» Yazılı Soru: Aşağıdaki algı ve öğrenme metnine göre Ülgen öğrenmeyi hangi iki açıdan açıklıyor?

» Metin Alıntısı:
__________________________________________________

• Sonuç bulunamadı

KAVRAMSAL ÇERÇEVE

2.1. Algı ve Öğrenme

Fidan ve Erden (1998: 10) öğrenme hakkında “İnsanı toplumsal bir varlık yapan ve onu diğer canlılardan ayıran en önemli özelliklerinden biri öğrenme yeteneğine sahip olmasıdır. Psikologların çoğu öğrenmenin, bireyin çevresiyle etkileşim kurması sonucu oluştuğu ve bireyin davranışlarında değişiklik meydana getirdiği görüşünde birleşmektedirler” şeklinde ifadelerde bulunmuşlardır. Ülgen ise (1997: 101) öğrenmeyi ürün ve süreç olarak açıklar. “Ürün olarak öğrenme, bireyin çevresiyle etkileşimi sonucu davranışlarında ve zihinsel yapısında meydana gelen doğrudan ya da dolaylı olarak gözlenebilen özelliklerdir. Süreç olarak öğrenme ise, bireyin etkileşim ortamında uyaranları algılayarak düşünce, duygu ve hareket bütünlüğü içinde, belleğine kaydetmesine işaret eder. Bu izler ve davranışlar birbirine dayalı olarak değişirler” demektedir.

__________________________________________________

» Sınırlayıcı kutu verilerinden alıntılar:
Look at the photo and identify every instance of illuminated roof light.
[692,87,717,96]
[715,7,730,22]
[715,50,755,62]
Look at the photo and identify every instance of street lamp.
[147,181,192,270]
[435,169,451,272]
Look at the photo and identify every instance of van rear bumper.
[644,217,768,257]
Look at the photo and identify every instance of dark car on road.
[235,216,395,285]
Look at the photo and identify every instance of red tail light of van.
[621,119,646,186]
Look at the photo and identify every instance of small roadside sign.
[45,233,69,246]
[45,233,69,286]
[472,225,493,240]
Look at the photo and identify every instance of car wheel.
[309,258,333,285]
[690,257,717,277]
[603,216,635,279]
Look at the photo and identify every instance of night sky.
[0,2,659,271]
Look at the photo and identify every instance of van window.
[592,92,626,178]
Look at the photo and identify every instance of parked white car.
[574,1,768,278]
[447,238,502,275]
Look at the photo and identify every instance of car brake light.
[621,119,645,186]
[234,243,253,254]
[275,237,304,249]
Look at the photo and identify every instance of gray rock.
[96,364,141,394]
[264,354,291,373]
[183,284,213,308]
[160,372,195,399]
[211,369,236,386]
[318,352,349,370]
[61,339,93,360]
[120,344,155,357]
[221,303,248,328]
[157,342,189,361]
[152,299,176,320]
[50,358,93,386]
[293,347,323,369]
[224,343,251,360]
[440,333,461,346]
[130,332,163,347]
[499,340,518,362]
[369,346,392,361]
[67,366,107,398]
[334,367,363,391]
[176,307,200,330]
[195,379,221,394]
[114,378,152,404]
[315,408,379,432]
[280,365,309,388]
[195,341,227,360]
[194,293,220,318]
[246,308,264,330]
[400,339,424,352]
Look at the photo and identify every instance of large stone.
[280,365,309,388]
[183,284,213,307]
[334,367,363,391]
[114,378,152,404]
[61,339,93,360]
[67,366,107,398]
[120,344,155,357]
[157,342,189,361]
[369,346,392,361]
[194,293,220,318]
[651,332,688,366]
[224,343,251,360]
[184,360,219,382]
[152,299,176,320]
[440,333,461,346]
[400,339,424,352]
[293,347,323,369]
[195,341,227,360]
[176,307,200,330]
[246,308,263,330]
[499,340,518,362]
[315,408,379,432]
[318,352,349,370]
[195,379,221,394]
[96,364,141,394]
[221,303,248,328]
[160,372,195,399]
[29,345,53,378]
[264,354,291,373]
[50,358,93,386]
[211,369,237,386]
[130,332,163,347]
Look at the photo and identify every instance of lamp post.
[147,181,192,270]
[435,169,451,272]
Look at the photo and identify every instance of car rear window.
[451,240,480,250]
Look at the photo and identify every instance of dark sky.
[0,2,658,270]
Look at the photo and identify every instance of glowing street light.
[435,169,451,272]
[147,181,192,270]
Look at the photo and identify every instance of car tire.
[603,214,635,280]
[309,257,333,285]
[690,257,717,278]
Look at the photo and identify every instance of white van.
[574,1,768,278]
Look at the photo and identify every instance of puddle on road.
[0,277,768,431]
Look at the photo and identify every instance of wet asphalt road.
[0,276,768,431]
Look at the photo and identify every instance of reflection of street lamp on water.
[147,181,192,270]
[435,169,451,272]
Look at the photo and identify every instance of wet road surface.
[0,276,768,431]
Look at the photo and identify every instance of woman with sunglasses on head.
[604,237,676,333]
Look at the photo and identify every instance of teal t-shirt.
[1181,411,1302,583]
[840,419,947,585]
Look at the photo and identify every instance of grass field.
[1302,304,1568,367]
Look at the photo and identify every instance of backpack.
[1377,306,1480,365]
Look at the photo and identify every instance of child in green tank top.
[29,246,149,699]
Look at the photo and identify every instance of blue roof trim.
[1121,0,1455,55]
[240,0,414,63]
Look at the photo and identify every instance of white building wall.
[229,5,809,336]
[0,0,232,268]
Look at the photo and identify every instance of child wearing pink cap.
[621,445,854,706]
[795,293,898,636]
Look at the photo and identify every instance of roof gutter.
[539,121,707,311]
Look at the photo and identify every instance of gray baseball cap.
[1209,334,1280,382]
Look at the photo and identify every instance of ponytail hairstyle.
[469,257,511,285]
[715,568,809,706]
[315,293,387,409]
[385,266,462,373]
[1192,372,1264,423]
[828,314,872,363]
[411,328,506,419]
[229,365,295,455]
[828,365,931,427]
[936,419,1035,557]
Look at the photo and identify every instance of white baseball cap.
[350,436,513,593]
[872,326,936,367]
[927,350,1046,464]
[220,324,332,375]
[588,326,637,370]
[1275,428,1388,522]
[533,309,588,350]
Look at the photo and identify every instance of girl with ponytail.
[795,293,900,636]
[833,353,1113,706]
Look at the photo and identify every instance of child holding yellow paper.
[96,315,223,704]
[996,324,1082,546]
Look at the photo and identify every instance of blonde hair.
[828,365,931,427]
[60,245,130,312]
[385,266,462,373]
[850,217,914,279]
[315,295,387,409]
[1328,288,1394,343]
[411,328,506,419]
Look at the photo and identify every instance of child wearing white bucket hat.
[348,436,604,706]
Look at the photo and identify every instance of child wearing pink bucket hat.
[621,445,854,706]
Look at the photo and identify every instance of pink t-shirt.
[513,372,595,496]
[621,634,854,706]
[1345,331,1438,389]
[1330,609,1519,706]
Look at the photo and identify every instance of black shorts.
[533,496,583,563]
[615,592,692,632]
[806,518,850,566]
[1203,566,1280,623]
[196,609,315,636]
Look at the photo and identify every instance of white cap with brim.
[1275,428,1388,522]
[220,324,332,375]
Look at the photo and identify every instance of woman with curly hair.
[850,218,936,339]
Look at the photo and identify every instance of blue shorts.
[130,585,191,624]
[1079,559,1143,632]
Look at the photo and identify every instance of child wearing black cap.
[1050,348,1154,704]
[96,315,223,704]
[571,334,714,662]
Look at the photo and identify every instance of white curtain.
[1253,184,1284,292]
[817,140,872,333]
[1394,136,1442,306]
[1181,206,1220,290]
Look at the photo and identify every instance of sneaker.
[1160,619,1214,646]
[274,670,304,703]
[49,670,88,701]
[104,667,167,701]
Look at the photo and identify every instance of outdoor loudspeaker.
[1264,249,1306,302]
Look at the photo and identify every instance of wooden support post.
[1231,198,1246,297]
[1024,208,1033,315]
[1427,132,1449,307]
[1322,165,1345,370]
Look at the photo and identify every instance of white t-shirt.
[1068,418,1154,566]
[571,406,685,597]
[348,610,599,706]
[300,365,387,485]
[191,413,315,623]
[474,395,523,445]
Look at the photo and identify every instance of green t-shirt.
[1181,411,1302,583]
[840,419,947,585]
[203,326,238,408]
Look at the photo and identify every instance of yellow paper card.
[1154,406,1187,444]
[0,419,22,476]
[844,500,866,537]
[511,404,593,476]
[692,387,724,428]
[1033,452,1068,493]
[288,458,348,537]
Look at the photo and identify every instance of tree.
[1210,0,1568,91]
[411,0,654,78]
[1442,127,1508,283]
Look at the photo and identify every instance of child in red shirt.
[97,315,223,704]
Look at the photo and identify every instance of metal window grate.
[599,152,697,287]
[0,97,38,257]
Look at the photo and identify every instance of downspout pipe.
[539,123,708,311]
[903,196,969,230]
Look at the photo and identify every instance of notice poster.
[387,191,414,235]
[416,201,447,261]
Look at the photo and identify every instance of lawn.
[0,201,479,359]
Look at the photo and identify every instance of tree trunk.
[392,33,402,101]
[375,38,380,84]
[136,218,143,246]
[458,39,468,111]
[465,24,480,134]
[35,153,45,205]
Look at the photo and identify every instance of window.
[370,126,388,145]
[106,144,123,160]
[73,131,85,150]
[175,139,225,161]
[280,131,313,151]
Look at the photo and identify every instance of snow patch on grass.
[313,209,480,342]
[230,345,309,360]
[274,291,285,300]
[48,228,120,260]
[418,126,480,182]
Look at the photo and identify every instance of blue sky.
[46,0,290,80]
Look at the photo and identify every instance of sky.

__________________________________________________

» Yazılı Yanıt: Ürün ve süreç olarak açıklıyor.